>>>

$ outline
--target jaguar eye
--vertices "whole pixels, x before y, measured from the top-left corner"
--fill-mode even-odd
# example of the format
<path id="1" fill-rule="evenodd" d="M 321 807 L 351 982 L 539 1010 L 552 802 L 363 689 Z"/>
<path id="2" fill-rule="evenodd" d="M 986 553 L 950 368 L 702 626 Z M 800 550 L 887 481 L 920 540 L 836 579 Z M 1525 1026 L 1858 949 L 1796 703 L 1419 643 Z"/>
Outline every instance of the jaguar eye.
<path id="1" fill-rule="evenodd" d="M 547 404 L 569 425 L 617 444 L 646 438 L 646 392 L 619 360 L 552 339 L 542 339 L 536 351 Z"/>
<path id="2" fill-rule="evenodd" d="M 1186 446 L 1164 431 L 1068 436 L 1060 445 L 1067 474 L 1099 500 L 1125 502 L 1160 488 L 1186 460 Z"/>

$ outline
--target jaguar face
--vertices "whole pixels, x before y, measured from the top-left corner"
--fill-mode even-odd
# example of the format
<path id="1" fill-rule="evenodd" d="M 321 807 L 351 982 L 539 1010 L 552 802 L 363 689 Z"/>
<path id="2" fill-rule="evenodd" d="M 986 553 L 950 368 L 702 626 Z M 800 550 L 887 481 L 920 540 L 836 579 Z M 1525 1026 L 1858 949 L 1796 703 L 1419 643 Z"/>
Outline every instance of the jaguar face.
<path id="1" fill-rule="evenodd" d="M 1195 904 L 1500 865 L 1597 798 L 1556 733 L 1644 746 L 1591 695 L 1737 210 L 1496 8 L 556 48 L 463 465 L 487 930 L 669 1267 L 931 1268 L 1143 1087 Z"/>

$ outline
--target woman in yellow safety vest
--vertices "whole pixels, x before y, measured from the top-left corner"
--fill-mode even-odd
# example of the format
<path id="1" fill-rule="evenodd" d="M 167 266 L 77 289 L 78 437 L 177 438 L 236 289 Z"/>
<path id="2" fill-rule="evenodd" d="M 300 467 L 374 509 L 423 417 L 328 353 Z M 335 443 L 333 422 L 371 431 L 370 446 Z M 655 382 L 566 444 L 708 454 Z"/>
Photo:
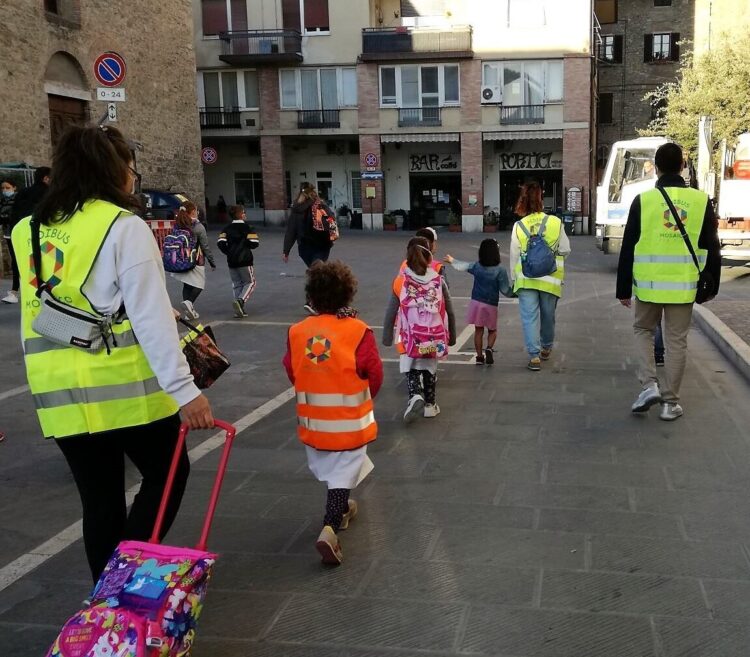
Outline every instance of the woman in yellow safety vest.
<path id="1" fill-rule="evenodd" d="M 156 241 L 134 214 L 137 177 L 117 129 L 72 126 L 55 149 L 49 190 L 33 224 L 26 217 L 12 236 L 20 256 L 29 387 L 42 432 L 55 439 L 78 487 L 94 580 L 119 541 L 148 539 L 180 414 L 191 428 L 213 426 L 209 403 L 180 351 Z M 40 235 L 40 272 L 30 262 L 32 229 Z M 112 322 L 106 350 L 66 347 L 34 330 L 37 277 L 58 301 Z M 130 513 L 126 456 L 142 476 Z M 164 533 L 177 514 L 188 472 L 183 452 Z"/>
<path id="2" fill-rule="evenodd" d="M 538 372 L 542 368 L 542 361 L 548 360 L 552 354 L 555 311 L 557 300 L 562 296 L 565 258 L 570 253 L 570 242 L 560 219 L 544 213 L 542 188 L 535 180 L 522 185 L 515 211 L 521 219 L 511 231 L 510 275 L 513 291 L 518 295 L 523 337 L 526 351 L 529 352 L 527 367 Z M 541 230 L 542 238 L 555 254 L 557 269 L 546 276 L 529 278 L 524 276 L 522 259 L 527 251 L 529 235 L 540 234 Z"/>

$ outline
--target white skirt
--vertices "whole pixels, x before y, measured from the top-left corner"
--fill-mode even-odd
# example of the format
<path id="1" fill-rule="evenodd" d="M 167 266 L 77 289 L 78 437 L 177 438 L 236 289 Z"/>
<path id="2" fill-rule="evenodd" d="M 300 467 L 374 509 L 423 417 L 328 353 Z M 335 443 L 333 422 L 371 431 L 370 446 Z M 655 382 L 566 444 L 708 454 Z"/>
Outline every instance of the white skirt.
<path id="1" fill-rule="evenodd" d="M 200 290 L 206 287 L 206 268 L 203 265 L 197 265 L 188 271 L 179 274 L 170 274 L 170 276 L 176 278 L 181 283 L 187 283 Z"/>
<path id="2" fill-rule="evenodd" d="M 427 370 L 435 374 L 438 368 L 437 358 L 411 358 L 406 354 L 401 354 L 399 358 L 399 372 L 406 374 L 409 370 Z"/>
<path id="3" fill-rule="evenodd" d="M 367 456 L 367 445 L 345 452 L 326 452 L 309 445 L 305 445 L 305 450 L 310 472 L 318 481 L 325 481 L 328 488 L 356 488 L 375 467 Z"/>

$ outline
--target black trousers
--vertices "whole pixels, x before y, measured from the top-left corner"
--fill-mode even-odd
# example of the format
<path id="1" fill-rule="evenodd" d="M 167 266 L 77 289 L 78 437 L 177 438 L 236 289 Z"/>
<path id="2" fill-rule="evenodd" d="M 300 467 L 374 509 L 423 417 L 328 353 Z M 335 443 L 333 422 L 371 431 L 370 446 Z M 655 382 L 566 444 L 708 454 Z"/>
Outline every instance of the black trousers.
<path id="1" fill-rule="evenodd" d="M 18 262 L 16 261 L 16 252 L 13 250 L 13 242 L 10 239 L 6 239 L 5 242 L 8 245 L 8 251 L 10 252 L 10 266 L 13 271 L 13 287 L 11 287 L 11 290 L 18 292 L 20 281 L 18 275 Z"/>
<path id="2" fill-rule="evenodd" d="M 145 541 L 151 536 L 179 429 L 179 415 L 173 415 L 151 424 L 56 441 L 81 496 L 83 542 L 95 582 L 120 541 Z M 126 456 L 143 478 L 130 513 L 125 503 Z M 160 538 L 177 515 L 189 473 L 183 449 Z"/>
<path id="3" fill-rule="evenodd" d="M 189 301 L 190 303 L 195 303 L 196 299 L 198 299 L 201 292 L 203 292 L 203 288 L 193 287 L 192 285 L 188 285 L 187 283 L 182 284 L 182 300 L 183 301 Z"/>

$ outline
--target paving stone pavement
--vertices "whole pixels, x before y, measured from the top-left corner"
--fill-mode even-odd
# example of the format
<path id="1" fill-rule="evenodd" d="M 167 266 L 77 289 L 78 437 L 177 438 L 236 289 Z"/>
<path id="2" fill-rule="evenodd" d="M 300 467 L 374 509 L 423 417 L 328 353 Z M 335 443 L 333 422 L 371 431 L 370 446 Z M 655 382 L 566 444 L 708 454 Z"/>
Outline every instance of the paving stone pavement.
<path id="1" fill-rule="evenodd" d="M 223 268 L 197 304 L 232 360 L 209 392 L 231 421 L 288 388 L 284 326 L 300 316 L 302 266 L 285 268 L 281 235 L 261 234 L 248 321 L 231 320 Z M 507 235 L 499 239 L 507 247 Z M 470 259 L 478 241 L 441 235 L 441 252 Z M 373 325 L 403 243 L 346 233 L 336 246 L 354 263 L 358 305 Z M 386 363 L 375 471 L 355 492 L 361 512 L 341 534 L 341 567 L 321 566 L 314 550 L 325 490 L 307 471 L 293 405 L 239 434 L 194 657 L 748 654 L 750 386 L 694 330 L 685 416 L 632 417 L 632 317 L 613 298 L 616 263 L 590 238 L 572 246 L 558 341 L 542 372 L 525 369 L 512 302 L 500 308 L 494 367 L 471 364 L 469 344 L 441 365 L 435 419 L 402 424 L 405 385 Z M 450 278 L 463 327 L 471 279 Z M 0 338 L 12 345 L 17 315 L 0 311 Z M 20 353 L 9 351 L 0 394 L 24 383 Z M 0 418 L 9 434 L 0 445 L 2 568 L 80 510 L 28 396 L 4 398 Z M 195 541 L 217 460 L 212 452 L 193 464 L 169 543 Z M 87 595 L 87 578 L 76 541 L 0 591 L 0 656 L 43 655 Z"/>

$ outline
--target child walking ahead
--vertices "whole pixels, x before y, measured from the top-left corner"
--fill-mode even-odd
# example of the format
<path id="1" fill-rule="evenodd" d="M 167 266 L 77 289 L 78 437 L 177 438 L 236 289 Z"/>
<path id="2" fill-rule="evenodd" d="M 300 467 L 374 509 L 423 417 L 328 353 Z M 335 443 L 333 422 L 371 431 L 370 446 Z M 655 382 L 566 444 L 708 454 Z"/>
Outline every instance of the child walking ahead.
<path id="1" fill-rule="evenodd" d="M 255 229 L 245 221 L 245 208 L 233 205 L 229 208 L 229 216 L 232 222 L 221 229 L 216 246 L 227 257 L 234 292 L 234 316 L 247 317 L 245 304 L 255 292 L 253 249 L 258 248 L 260 241 Z"/>
<path id="2" fill-rule="evenodd" d="M 432 252 L 424 237 L 413 237 L 406 250 L 406 269 L 393 281 L 383 321 L 383 344 L 393 344 L 406 374 L 409 401 L 404 421 L 413 422 L 421 413 L 435 417 L 437 363 L 456 344 L 456 321 L 448 286 L 431 266 Z M 394 331 L 395 326 L 395 331 Z"/>
<path id="3" fill-rule="evenodd" d="M 497 339 L 497 304 L 500 293 L 513 296 L 508 280 L 508 272 L 500 265 L 500 245 L 497 240 L 482 240 L 479 245 L 477 262 L 463 262 L 452 255 L 445 256 L 445 262 L 458 271 L 465 271 L 474 277 L 471 288 L 471 301 L 466 313 L 466 323 L 474 324 L 474 348 L 477 350 L 476 364 L 492 365 L 495 340 Z M 484 344 L 484 329 L 487 329 L 487 348 Z"/>
<path id="4" fill-rule="evenodd" d="M 383 383 L 383 363 L 370 328 L 350 307 L 357 291 L 341 262 L 317 263 L 305 292 L 317 316 L 289 329 L 284 367 L 297 392 L 297 433 L 307 464 L 328 484 L 323 529 L 315 544 L 323 563 L 343 559 L 337 532 L 357 515 L 349 493 L 373 468 L 367 443 L 377 437 L 372 398 Z"/>

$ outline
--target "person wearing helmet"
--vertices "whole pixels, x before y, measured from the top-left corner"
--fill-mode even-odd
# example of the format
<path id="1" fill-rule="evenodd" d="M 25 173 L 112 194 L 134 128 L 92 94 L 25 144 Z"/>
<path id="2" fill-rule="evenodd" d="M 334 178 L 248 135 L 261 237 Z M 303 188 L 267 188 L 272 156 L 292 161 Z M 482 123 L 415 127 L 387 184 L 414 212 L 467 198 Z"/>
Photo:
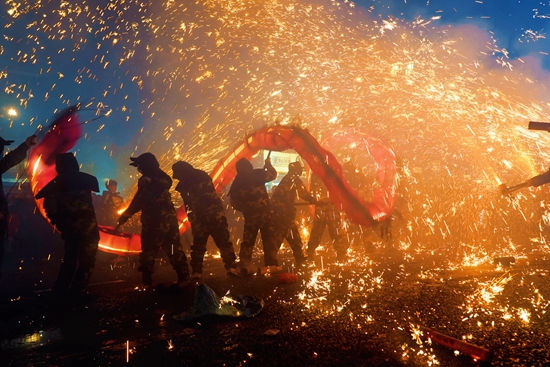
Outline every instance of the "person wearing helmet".
<path id="1" fill-rule="evenodd" d="M 272 222 L 273 209 L 265 184 L 277 178 L 277 171 L 271 165 L 271 159 L 265 160 L 264 168 L 254 169 L 252 163 L 241 158 L 237 164 L 237 176 L 229 190 L 229 199 L 233 209 L 243 213 L 244 229 L 239 267 L 242 275 L 251 273 L 252 250 L 258 232 L 262 236 L 264 264 L 266 271 L 279 272 L 277 248 L 274 240 Z"/>
<path id="2" fill-rule="evenodd" d="M 183 161 L 174 163 L 172 172 L 172 178 L 179 180 L 176 191 L 181 194 L 193 233 L 191 277 L 193 279 L 202 278 L 202 264 L 206 253 L 206 243 L 210 236 L 220 250 L 227 275 L 238 276 L 235 250 L 229 239 L 225 209 L 212 179 L 205 171 L 196 169 Z"/>
<path id="3" fill-rule="evenodd" d="M 4 152 L 6 145 L 11 145 L 13 140 L 4 140 L 0 137 L 0 153 Z M 4 194 L 4 187 L 2 184 L 2 174 L 10 168 L 18 165 L 27 156 L 27 151 L 30 147 L 36 144 L 36 135 L 31 135 L 25 139 L 25 141 L 14 150 L 6 154 L 0 159 L 0 277 L 2 276 L 2 262 L 4 260 L 4 241 L 8 234 L 8 200 Z"/>
<path id="4" fill-rule="evenodd" d="M 131 157 L 131 166 L 142 174 L 138 189 L 128 208 L 118 219 L 117 228 L 141 211 L 140 266 L 145 288 L 152 286 L 155 256 L 162 248 L 178 276 L 178 283 L 189 279 L 187 256 L 180 243 L 176 209 L 170 196 L 172 179 L 163 170 L 151 153 Z"/>
<path id="5" fill-rule="evenodd" d="M 294 202 L 297 198 L 315 205 L 317 200 L 307 191 L 304 182 L 300 178 L 304 171 L 300 162 L 291 162 L 288 165 L 288 173 L 283 177 L 271 196 L 273 204 L 273 221 L 275 223 L 275 244 L 277 251 L 283 240 L 286 240 L 292 249 L 296 265 L 302 266 L 307 260 L 304 254 L 302 238 L 296 224 L 296 208 Z"/>

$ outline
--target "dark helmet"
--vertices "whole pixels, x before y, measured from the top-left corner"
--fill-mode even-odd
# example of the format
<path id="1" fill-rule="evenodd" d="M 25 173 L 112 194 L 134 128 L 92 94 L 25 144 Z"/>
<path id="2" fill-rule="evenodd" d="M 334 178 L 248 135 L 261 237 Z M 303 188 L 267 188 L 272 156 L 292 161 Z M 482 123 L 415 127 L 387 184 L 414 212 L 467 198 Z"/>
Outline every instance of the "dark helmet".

<<<

## WHAT THE TASK REQUIRES
Exactly how many lines of the records above contain "dark"? Please state only the number.

## RESULT OF THE TASK
2